▶ _WHAT YOU ARE ASKED TO DO_: Copy out all of the material exactly.

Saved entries

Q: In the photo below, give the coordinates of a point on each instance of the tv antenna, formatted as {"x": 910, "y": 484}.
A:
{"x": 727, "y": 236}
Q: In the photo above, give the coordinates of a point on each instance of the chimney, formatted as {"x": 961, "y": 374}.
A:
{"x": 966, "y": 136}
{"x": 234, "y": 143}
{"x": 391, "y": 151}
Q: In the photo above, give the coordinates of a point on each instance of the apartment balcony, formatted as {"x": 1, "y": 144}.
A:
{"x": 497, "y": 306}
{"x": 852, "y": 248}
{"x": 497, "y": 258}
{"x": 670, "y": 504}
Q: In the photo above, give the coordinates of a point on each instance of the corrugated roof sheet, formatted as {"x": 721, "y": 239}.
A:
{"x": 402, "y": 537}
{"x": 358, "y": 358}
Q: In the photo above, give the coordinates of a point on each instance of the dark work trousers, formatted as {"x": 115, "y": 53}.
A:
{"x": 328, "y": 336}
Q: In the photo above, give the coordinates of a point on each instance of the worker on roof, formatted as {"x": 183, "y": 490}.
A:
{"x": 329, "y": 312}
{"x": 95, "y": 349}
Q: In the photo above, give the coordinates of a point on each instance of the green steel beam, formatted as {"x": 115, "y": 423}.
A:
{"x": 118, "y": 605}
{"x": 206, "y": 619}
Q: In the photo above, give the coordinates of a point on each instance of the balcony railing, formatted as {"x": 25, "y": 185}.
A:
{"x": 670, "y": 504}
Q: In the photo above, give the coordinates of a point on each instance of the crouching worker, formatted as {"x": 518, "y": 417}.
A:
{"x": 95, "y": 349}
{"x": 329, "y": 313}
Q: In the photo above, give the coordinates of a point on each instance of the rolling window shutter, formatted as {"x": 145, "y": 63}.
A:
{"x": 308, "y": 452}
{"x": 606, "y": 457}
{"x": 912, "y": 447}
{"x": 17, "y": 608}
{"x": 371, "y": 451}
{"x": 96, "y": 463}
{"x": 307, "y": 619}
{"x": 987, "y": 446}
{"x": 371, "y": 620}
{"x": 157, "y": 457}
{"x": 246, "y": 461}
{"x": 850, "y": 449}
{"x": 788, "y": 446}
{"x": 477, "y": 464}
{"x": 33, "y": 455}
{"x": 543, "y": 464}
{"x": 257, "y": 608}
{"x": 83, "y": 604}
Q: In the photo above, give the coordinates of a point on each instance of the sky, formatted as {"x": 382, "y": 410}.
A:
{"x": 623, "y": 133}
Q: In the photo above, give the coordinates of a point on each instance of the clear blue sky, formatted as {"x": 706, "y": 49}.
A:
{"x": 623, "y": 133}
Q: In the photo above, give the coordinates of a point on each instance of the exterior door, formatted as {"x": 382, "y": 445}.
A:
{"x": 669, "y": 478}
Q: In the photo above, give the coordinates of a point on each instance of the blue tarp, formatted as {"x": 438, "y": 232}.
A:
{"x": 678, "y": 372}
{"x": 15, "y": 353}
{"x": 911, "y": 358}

▶ _WRITTEN SOLUTION_:
Q: In the photo below, give the coordinates of a point on each instance of the tv antenna, formatted as {"x": 910, "y": 484}.
A:
{"x": 727, "y": 236}
Q: In the photo above, give the coordinates of a point on each instance of the chimney, formatted as {"x": 961, "y": 374}.
A:
{"x": 966, "y": 136}
{"x": 234, "y": 143}
{"x": 391, "y": 151}
Q: In the photo above, give the coordinates of a point on each instance of the apartment balcony, formatted as {"x": 1, "y": 144}.
A:
{"x": 497, "y": 306}
{"x": 852, "y": 248}
{"x": 497, "y": 258}
{"x": 670, "y": 504}
Q: In the photo above, give the coordinates of a point on each instance of the corrugated roof sheet, formatted as {"x": 721, "y": 239}.
A:
{"x": 402, "y": 537}
{"x": 358, "y": 358}
Q: In the photo above, give the coordinates of a point on each instance of the dark work trousers, formatted as {"x": 115, "y": 53}.
A:
{"x": 328, "y": 336}
Q: In the photo above, give the coordinates of a point on each instance of the worker on roof, formatted as {"x": 183, "y": 490}.
A:
{"x": 329, "y": 312}
{"x": 95, "y": 349}
Q: In the photo above, give the coordinates of a point on each instance of the green steel beam, formatted as {"x": 115, "y": 423}.
A:
{"x": 118, "y": 605}
{"x": 206, "y": 619}
Q: In the photo above, give the coordinates of a point on each instance of the balcony railing, formatted as {"x": 25, "y": 185}.
A:
{"x": 670, "y": 504}
Q: In the photo above, give the coordinates of a point on each instance of the crouching worker, formatted as {"x": 518, "y": 417}.
A:
{"x": 95, "y": 349}
{"x": 329, "y": 313}
Q: In the photo above, give the coordinates of a point on each instance of the rolling window shutter, formatted as {"x": 145, "y": 63}.
A:
{"x": 308, "y": 452}
{"x": 606, "y": 457}
{"x": 912, "y": 447}
{"x": 17, "y": 608}
{"x": 371, "y": 451}
{"x": 96, "y": 463}
{"x": 307, "y": 619}
{"x": 987, "y": 446}
{"x": 371, "y": 620}
{"x": 157, "y": 457}
{"x": 246, "y": 461}
{"x": 850, "y": 449}
{"x": 788, "y": 446}
{"x": 477, "y": 464}
{"x": 33, "y": 455}
{"x": 543, "y": 464}
{"x": 257, "y": 608}
{"x": 83, "y": 604}
Q: In the photo above, give the coordinates of a point on each instance of the sky, formatted as {"x": 382, "y": 410}.
A:
{"x": 623, "y": 133}
Q: In the photo above, give the coordinates of a point on each instance of the clear blue sky, formatted as {"x": 706, "y": 49}.
A:
{"x": 623, "y": 133}
Q: In the photo above, give the coordinates of a point on each instance of the exterior door, formatted as {"x": 382, "y": 445}.
A:
{"x": 669, "y": 478}
Q: In the photo above, give the coordinates of a point on each instance of the blue tarp, formatted as {"x": 438, "y": 232}.
A:
{"x": 678, "y": 372}
{"x": 15, "y": 353}
{"x": 911, "y": 358}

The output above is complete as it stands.